### [Set tasks]
1. According to the worker_groups API reference, why does `get_results` take a `worker_group` argument? Answer in one to three sentences.
2. Continue the worker_groups API reference from the point where it stops.

### [Text provided]
__________
`nemo_rl.distributed.worker_groups`#

Module Contents#

Classes#

`MultiWorkerFuture`	Container for Ray futures with associated worker information.
`RayWorkerBuilder`
`RayWorkerGroup`	Manages a group of distributed Ray worker/actor processes that execute tasks in parallel.

API#

class nemo_rl.distributed.worker_groups.MultiWorkerFuture#

Container for Ray futures with associated worker information.

futures: list[ray.ObjectRef]#: None

return_from_workers: Optional[list[int]]#: None

called_workers: Optional[list[int]]#: None

get_results( worker_group: nemo_rl.distributed.worker_groups.RayWorkerGroup, return_generators_as_proxies: bool = False, ) → list[Any]#

Get results from the futures, optionally respecting tied workers.

The method uses worker_group.worker_to_tied_group_index to identify which tied worker group each worker belongs to, then selects only the first result from each group.

Parameters:

worker_group – The RayWorkerGroup that spawned the futures. The mapping contained in worker_group.worker_to_tied_group_index is required for the deduplication path.
return_generators_as_proxies – If True, and a future is an ObjectRefGenerator, return the ObjectRefGenerator itself instead of consuming it.

Returns:

List of results

class nemo_rl.distributed.worker_groups.RayWorkerBuilder(ray_actor_class_fqn: str, *args, **kwargs)#

Initialization

class IsolatedWorkerInitializer(

ray_actor_class_fqn: str,

*init_args,

**init_kwargs,

)#

Initialization

create_worker(

placement_group: ray.util.placement_group.PlacementGroup,

placement_group_bundle_index: int,

num_gpus: int,

bundle_indices: Optional[tuple] = None,

**extra_options: Optional[dict[str, Any]],

)#

Create a Ray worker with the specified configuration.

Order of precedence for worker options configuration (from lowest to highest):

Options passed by the user to call (extra_options)
Options required by the worker via configure_worker (may override user options with warning)
__________
### [Dataset section]
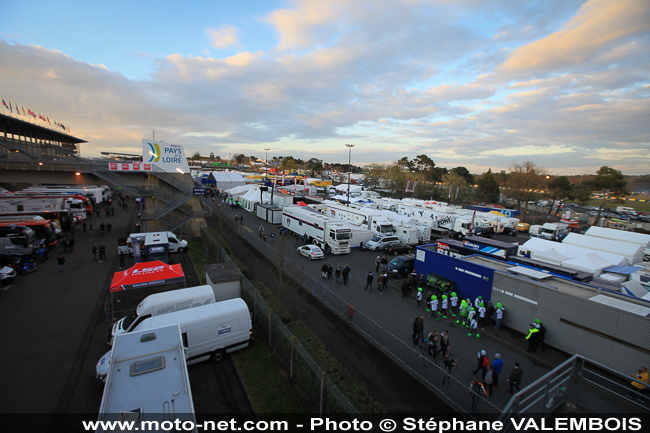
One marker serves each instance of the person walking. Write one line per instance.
__________
### [Responses to the tasks]
1. `get_results` reads `worker_group.worker_to_tied_group_index` to find which tied worker group each worker belongs to, then keeps only the first result from each group. That mapping is required for the deduplication path, so the method needs the `RayWorkerGroup` that spawned the futures.

2.
Options set by the RayWorkerBuilder.call (specifically scheduling strategy)

If the worker needs to override user-provided options, it should log a warning to inform the user about the change and the reason for it.

Parameters:

placement_group – Ray placement group for resource allocation
placement_group_bundle_index – Index of the bundle in the placement group
num_gpus – Number of GPUs to allocate to this worker
bundle_indices – Tuple of (node_idx, local_bundle_indices) for tensor parallelism (if applicable)
extra_options – Additional options to pass to the Ray actor (may be overridden by actor’s configure_worker(…) method)

Returns:

A Ray actor reference to the created worker

create_worker_async(

placement_group: ray.util.placement_group.PlacementGroup,

placement_group_bundle_index: int,

num_gpus: float | int,

bundle_indices: Optional[tuple[int, list[int]]] = None,

**extra_options: Any,

) → tuple[ray.ObjectRef, ray.actor.ActorHandle]#

Create a Ray worker asynchronously, returning futures.

This method returns immediately with futures that can be awaited later.

Parameters:

placement_group – Ray placement group for resource allocation
placement_group_bundle_index – Index of the bundle in the placement group
num_gpus – Number of GPUs to allocate to this worker (can be fractional)
bundle_indices – Tuple of (node_idx, local_bundle_indices) for tensor parallelism (if applicable)
extra_options – Additional options to pass to the Ray actor

Returns:

worker_future: A Ray ObjectRef that will resolve to the worker actor
initializer_actor: The initializer actor (needed to prevent GC)

Return type:

Tuple of (worker_future, initializer_actor)

__call__(

placement_group: ray.util.placement_group.PlacementGroup,

placement_group_bundle_index: int,

num_gpus: float | int,

bundle_indices: Optional[tuple[int, list[int]]] = None,

**extra_options: Any,

) → ray.actor.ActorHandle#

Create a Ray worker with the specified configuration.

Order of precedence for worker options configuration (from lowest to highest):

Options passed by the user to call (extra_options)
Options required by the worker via configure_worker (may override user options with warning)
Options set by the RayWorkerBuilder.call (specifically scheduling strategy)

If the worker needs to override user-provided options, it should log a warning to inform the user about the change and the reason for it.

Parameters:

placement_group – Ray placement group for resource allocation
placement_group_bundle_index – Index of the bundle in the placement group
num_gpus – Number of GPUs to allocate to this worker (can be fractional)
bundle_indices – Tuple of (node_idx, local_bundle_indices) for tensor parallelism (if applicable)
extra_options – Additional options to pass to the Ray actor (may be overridden by actor’s configure_worker(…) method)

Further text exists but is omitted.